:: ASSIGNMENT ::
Take the lines below between the one holding "Target: tire" and the one holding "Task: point out every instance of the vehicle", inclusive, and copy them exactly. Add nothing.

*** DATASET CONTENT Section Begins ***

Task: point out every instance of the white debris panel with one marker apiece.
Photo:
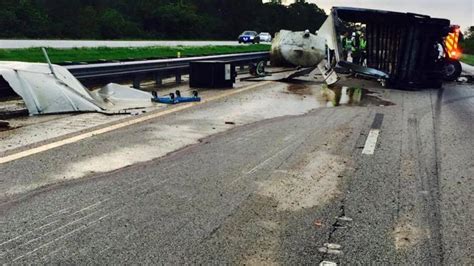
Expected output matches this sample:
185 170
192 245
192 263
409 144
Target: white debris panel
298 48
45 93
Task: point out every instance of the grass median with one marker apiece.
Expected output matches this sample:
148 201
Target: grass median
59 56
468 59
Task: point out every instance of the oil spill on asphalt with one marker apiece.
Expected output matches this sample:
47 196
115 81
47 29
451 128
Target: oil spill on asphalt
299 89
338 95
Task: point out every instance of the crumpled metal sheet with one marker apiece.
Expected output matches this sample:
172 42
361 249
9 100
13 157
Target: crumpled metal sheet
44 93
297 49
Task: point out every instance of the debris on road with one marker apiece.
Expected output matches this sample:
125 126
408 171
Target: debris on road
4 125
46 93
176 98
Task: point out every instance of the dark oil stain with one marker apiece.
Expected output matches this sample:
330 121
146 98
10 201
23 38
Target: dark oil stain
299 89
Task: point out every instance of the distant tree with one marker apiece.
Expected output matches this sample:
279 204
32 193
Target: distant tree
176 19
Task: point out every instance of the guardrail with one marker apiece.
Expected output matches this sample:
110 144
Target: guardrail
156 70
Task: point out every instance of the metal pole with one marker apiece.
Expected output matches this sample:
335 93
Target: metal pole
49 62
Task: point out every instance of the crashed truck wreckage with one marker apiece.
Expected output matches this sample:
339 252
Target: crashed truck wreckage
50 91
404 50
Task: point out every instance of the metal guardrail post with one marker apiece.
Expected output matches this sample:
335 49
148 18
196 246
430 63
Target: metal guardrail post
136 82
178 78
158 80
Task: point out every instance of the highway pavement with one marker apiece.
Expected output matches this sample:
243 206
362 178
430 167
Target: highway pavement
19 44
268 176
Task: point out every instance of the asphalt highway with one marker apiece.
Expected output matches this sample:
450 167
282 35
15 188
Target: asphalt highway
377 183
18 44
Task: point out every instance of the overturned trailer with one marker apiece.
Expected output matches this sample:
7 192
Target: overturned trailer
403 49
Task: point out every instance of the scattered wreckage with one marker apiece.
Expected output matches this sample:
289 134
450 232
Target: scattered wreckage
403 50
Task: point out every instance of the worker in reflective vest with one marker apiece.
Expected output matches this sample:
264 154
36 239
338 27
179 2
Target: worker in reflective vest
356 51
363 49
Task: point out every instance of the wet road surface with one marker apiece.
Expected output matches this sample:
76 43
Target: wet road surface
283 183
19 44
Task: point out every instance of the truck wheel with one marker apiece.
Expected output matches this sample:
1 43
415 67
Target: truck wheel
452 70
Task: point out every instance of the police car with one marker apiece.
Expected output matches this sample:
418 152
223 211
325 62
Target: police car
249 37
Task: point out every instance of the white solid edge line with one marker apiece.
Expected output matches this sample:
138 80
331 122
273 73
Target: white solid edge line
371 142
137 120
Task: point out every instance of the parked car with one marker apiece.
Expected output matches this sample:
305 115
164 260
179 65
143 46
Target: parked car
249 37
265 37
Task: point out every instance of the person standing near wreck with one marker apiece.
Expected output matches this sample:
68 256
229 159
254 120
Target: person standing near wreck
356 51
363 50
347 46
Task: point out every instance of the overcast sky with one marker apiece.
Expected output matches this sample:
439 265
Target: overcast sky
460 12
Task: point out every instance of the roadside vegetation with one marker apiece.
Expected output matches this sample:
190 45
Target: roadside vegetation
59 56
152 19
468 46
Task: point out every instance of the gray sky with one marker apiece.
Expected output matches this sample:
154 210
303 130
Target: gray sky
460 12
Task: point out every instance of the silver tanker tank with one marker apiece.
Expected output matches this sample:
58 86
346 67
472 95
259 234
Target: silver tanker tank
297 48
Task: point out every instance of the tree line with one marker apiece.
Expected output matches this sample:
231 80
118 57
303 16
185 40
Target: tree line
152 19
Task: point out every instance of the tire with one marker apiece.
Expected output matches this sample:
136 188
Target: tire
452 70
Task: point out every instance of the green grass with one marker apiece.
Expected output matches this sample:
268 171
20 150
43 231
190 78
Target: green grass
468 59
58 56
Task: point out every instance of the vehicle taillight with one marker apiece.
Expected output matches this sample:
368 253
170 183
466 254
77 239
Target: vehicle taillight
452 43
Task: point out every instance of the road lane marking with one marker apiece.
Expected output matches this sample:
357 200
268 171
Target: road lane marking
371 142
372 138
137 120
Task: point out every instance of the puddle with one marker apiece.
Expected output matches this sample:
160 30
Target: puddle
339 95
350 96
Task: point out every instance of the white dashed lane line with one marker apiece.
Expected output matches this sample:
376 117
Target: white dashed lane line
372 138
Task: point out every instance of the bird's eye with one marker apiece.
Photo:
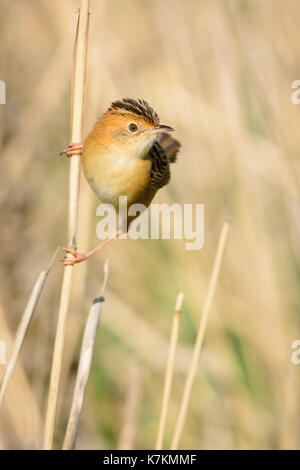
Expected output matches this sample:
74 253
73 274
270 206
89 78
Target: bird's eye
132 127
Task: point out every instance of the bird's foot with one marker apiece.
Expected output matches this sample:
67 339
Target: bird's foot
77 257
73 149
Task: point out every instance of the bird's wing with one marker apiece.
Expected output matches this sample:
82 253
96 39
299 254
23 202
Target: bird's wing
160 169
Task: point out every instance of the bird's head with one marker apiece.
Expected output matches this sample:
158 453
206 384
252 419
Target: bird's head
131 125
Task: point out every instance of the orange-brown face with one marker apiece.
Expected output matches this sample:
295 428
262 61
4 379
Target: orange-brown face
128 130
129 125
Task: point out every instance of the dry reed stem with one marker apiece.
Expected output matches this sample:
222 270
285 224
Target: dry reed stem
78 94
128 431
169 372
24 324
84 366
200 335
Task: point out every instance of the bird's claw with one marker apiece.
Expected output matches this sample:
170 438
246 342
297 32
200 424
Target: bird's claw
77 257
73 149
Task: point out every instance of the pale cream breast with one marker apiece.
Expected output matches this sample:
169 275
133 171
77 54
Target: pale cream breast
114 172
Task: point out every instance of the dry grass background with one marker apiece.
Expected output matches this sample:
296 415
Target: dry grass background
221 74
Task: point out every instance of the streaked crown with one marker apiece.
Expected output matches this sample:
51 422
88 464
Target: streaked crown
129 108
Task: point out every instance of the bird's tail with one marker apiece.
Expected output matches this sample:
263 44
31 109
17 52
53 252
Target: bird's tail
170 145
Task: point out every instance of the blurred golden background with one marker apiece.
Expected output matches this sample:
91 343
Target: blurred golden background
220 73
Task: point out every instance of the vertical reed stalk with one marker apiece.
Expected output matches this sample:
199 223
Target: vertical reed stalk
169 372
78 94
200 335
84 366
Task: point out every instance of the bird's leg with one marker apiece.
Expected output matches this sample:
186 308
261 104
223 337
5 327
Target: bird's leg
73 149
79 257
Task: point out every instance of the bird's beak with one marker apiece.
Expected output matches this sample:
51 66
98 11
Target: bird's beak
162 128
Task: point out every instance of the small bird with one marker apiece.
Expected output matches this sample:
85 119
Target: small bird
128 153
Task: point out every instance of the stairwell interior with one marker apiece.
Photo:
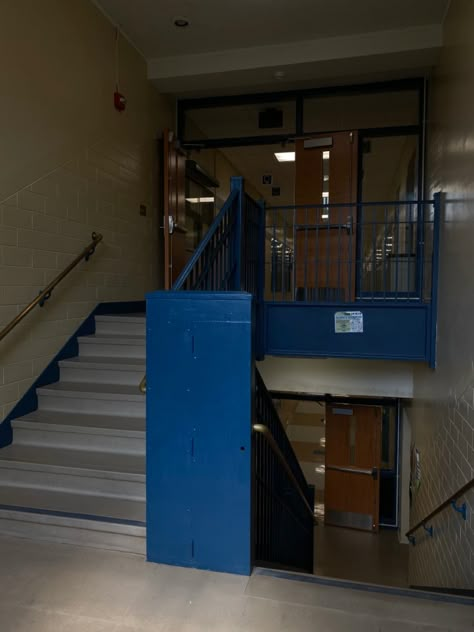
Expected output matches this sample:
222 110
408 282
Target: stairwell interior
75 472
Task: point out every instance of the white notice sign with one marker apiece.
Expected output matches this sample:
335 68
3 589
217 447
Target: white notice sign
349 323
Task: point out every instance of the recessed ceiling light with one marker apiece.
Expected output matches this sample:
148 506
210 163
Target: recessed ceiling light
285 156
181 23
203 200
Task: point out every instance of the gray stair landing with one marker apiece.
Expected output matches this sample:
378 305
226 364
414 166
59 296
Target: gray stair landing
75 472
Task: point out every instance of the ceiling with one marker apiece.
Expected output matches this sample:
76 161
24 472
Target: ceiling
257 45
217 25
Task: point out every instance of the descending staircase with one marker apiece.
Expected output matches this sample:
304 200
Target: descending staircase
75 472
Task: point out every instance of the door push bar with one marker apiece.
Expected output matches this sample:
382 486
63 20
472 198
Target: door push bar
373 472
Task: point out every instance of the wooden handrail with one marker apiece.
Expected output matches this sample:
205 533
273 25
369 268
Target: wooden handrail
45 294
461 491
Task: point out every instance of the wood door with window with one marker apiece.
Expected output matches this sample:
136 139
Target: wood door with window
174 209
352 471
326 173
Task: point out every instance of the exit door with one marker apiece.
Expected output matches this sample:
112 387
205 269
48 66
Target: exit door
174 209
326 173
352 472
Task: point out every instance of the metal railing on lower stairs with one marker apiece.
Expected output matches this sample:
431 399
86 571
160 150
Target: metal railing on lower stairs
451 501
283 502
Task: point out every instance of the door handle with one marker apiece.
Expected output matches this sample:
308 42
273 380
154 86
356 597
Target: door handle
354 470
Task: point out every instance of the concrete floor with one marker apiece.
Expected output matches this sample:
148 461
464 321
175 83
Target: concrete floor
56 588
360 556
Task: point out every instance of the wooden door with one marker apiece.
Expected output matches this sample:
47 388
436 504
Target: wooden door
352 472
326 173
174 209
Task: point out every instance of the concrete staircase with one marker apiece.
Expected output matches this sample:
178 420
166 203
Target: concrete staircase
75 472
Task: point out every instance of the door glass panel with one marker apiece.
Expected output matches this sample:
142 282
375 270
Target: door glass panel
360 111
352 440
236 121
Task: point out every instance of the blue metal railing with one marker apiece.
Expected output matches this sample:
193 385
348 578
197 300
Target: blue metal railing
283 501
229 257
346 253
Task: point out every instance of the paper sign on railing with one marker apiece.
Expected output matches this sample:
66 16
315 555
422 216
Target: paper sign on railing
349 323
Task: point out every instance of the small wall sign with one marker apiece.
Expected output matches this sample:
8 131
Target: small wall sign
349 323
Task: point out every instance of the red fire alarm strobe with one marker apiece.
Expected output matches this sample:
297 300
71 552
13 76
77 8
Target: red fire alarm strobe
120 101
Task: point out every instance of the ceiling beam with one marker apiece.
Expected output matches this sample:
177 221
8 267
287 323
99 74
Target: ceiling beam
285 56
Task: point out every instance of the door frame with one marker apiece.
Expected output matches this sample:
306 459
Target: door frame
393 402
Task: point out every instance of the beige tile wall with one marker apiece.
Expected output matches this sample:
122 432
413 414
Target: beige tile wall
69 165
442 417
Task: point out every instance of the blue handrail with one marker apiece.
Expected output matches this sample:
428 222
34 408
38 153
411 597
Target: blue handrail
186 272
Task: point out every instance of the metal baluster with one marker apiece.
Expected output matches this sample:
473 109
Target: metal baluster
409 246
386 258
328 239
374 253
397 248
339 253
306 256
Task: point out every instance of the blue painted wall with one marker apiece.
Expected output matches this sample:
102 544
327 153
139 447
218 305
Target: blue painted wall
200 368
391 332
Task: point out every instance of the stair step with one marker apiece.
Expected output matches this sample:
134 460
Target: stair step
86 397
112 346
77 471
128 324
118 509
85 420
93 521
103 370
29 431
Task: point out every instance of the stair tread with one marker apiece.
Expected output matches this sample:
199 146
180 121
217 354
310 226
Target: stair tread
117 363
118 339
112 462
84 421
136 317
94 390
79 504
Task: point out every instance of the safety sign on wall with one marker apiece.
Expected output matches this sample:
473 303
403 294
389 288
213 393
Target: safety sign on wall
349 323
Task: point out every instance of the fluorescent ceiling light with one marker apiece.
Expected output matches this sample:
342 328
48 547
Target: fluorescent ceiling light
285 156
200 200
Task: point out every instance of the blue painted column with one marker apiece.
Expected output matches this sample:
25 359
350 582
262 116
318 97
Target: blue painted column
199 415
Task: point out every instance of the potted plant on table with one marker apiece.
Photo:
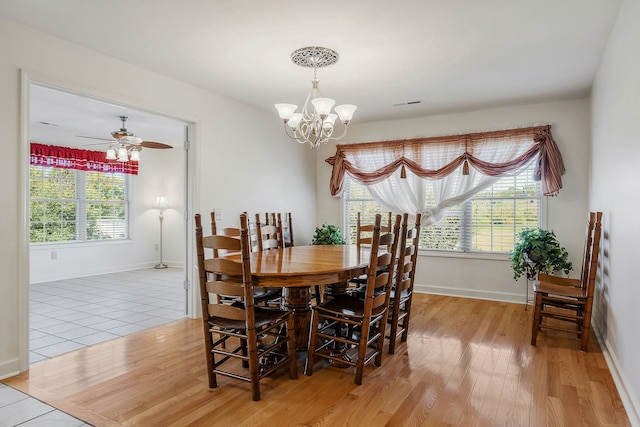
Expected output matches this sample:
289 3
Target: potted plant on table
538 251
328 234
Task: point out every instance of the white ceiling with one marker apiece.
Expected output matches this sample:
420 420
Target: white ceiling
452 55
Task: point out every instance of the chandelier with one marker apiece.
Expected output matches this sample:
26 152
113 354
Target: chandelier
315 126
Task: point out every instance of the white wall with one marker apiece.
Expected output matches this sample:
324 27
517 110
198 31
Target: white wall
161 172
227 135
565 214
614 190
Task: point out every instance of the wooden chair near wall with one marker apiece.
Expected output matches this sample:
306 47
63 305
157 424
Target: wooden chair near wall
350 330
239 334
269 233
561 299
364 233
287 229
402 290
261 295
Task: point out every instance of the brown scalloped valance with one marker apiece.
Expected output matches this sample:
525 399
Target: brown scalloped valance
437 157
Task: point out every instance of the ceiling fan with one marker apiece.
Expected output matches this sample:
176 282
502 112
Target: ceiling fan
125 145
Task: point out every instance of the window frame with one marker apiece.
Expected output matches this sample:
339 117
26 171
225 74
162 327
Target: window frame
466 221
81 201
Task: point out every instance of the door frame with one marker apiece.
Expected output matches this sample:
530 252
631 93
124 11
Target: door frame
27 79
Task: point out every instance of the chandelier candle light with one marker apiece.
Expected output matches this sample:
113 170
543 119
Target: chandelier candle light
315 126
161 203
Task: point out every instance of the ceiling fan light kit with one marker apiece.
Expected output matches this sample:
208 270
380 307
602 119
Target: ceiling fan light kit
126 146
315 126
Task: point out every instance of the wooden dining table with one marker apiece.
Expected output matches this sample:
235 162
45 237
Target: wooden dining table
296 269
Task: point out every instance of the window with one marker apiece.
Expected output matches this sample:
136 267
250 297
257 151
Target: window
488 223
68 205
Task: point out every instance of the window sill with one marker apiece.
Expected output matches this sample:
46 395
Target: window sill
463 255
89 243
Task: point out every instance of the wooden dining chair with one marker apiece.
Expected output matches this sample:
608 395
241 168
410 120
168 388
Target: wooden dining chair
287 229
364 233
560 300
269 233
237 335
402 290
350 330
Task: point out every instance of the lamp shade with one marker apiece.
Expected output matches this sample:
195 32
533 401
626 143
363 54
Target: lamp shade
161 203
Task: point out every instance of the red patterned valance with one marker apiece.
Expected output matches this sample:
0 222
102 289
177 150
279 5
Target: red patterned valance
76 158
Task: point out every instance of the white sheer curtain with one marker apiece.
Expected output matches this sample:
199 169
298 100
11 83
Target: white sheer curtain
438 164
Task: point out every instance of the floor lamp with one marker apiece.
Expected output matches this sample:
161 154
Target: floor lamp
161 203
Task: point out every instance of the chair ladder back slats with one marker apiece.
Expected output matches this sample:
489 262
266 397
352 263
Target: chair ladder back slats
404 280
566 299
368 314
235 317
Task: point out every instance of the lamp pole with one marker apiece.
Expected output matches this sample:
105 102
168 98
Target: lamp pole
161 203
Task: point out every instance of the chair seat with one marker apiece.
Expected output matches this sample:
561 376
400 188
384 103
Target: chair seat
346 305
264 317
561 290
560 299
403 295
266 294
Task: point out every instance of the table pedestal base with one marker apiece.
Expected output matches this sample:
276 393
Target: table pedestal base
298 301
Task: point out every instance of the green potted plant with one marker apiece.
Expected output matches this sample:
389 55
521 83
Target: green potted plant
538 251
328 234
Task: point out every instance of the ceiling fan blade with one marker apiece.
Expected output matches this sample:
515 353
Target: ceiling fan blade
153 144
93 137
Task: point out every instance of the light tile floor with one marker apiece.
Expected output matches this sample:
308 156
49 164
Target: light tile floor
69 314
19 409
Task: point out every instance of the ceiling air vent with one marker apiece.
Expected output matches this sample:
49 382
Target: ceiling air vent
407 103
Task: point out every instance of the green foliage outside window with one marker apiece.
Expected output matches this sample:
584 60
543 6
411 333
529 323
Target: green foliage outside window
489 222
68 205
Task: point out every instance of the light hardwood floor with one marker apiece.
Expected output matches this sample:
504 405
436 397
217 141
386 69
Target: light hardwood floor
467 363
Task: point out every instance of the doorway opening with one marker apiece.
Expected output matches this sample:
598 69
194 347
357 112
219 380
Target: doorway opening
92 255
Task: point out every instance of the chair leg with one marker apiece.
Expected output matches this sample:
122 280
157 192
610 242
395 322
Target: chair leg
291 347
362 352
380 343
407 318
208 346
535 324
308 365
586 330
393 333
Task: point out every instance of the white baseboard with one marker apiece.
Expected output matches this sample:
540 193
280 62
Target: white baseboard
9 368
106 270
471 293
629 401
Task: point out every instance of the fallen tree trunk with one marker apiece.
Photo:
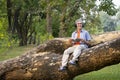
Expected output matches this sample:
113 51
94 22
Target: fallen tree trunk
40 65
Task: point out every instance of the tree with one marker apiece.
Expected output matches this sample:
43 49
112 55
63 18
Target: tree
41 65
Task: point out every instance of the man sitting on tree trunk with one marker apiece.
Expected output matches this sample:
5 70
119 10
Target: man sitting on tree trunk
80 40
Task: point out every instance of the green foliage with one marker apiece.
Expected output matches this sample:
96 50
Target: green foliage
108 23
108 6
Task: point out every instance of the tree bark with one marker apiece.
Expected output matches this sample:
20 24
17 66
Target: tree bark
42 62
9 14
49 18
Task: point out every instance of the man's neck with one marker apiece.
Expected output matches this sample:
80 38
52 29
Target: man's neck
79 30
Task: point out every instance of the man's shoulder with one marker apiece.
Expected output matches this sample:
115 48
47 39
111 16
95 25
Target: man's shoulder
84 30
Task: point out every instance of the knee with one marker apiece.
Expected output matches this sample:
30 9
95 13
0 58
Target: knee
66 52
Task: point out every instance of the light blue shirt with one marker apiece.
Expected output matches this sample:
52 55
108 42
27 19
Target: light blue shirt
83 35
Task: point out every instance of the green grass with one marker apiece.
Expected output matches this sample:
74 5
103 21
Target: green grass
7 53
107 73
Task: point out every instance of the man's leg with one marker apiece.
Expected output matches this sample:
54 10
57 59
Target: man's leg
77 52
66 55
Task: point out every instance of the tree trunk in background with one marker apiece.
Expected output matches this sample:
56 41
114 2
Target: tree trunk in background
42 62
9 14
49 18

*** DATASET CONTENT Section Ends ***

:: REPLY ::
Target: tire
452 70
Task: point out every instance of the green grass with one marker apiece.
Expected output matches this sample:
268 171
20 150
43 231
190 78
Target: green grass
468 59
58 56
Task: point out every instance of the vehicle taillight with one marker apiece.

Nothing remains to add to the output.